(Problem requirements): Copy the records verbatim, the stretch from the line containing "wall --coords pixels" through the line containing "[[[222,0],[219,4],[218,48],[247,55],[250,0]]]", and omit the pictures from your answer.

** Begin Data for the task **

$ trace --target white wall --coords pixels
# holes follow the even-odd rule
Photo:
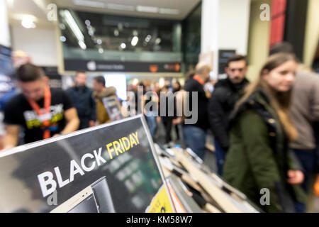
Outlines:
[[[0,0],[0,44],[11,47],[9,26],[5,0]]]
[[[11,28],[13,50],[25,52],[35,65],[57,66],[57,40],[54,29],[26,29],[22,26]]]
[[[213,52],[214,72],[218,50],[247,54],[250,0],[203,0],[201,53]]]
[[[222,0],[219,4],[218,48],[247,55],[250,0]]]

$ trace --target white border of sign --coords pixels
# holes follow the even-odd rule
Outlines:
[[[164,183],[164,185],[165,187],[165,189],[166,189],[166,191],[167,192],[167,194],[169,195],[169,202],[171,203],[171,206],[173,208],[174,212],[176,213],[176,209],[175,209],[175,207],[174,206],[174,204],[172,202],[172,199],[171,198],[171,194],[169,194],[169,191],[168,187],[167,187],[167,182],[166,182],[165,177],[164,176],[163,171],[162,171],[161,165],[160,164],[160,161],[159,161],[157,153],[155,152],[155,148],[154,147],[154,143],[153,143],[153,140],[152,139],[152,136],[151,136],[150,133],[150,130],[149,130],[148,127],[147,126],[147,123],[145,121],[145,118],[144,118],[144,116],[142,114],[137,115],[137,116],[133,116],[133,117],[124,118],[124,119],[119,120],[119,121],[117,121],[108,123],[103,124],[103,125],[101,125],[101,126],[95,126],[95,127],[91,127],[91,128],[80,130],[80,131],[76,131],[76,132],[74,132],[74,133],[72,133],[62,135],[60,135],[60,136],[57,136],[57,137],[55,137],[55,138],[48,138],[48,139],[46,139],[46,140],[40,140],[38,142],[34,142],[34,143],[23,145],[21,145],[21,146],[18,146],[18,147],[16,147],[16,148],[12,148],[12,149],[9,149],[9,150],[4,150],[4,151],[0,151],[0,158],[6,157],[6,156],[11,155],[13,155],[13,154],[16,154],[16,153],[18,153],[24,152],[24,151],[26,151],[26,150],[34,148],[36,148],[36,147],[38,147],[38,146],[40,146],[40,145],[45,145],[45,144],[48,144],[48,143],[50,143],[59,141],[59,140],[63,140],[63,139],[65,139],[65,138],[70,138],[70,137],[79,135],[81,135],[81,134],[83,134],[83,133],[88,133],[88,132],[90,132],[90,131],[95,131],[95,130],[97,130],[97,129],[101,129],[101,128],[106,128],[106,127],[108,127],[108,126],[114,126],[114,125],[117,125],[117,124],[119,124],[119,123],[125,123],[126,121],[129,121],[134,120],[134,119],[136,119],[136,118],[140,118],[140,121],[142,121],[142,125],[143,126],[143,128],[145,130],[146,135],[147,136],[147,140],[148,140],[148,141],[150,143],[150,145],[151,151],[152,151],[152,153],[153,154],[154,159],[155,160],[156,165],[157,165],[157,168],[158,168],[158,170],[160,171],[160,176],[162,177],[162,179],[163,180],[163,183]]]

** End Data for the task **
** Begin Data for the task **

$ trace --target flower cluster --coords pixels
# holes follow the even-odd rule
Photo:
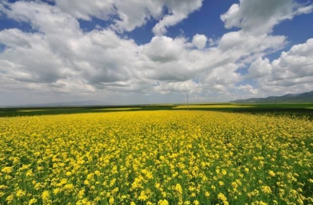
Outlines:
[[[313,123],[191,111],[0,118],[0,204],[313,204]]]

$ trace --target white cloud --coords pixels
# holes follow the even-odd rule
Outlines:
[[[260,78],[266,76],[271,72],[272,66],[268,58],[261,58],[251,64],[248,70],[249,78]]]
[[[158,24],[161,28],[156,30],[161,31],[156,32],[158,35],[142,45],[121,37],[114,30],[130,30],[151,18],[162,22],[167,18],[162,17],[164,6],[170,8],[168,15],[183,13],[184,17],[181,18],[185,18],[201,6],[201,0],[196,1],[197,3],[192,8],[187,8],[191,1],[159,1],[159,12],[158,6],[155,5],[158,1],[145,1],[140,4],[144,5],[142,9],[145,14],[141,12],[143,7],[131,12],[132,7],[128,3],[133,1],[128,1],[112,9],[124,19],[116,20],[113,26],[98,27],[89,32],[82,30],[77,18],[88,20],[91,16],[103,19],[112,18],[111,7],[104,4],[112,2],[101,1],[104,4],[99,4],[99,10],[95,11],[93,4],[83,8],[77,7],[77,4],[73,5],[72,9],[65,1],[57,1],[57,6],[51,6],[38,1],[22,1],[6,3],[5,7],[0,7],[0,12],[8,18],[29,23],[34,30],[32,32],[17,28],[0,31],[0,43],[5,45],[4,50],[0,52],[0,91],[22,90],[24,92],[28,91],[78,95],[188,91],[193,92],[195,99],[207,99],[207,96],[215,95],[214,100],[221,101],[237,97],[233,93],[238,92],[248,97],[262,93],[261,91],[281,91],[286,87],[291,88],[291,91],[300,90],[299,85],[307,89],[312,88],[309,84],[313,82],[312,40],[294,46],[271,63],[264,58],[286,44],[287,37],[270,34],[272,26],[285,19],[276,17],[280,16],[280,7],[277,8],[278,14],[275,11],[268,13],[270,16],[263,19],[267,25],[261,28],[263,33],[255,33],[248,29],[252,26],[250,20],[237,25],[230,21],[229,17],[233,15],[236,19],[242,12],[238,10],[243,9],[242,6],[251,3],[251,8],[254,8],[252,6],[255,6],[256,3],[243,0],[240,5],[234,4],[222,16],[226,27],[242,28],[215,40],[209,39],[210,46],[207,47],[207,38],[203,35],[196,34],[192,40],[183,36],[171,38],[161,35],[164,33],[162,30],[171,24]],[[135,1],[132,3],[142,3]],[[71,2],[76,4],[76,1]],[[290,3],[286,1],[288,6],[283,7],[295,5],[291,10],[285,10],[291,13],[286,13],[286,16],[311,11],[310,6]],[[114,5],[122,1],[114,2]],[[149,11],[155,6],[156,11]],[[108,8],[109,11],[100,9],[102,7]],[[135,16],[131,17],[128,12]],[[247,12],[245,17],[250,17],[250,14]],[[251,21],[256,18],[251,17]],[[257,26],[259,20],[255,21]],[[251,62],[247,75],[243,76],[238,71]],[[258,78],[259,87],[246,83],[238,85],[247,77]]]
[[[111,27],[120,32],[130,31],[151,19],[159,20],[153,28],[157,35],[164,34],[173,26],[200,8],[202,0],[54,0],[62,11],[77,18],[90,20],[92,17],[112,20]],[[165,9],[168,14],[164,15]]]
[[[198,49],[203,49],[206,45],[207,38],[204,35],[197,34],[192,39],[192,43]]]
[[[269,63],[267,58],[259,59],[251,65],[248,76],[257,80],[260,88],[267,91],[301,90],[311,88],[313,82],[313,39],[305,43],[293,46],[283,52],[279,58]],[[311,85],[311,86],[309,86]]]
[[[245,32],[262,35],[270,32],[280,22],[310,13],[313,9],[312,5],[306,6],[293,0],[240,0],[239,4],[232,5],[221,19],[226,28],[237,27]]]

** End Data for the task **

(Problem solution):
$ trace --target white wall --coords pixels
# holes follow the even-odd rule
Photo:
Outlines:
[[[0,0],[0,44],[11,47],[9,26],[5,0]]]
[[[11,28],[13,50],[25,52],[35,65],[57,66],[57,40],[54,29],[26,29],[22,26]]]
[[[213,52],[214,72],[218,50],[247,54],[250,0],[203,0],[201,53]]]
[[[222,0],[219,4],[218,48],[247,55],[250,0]]]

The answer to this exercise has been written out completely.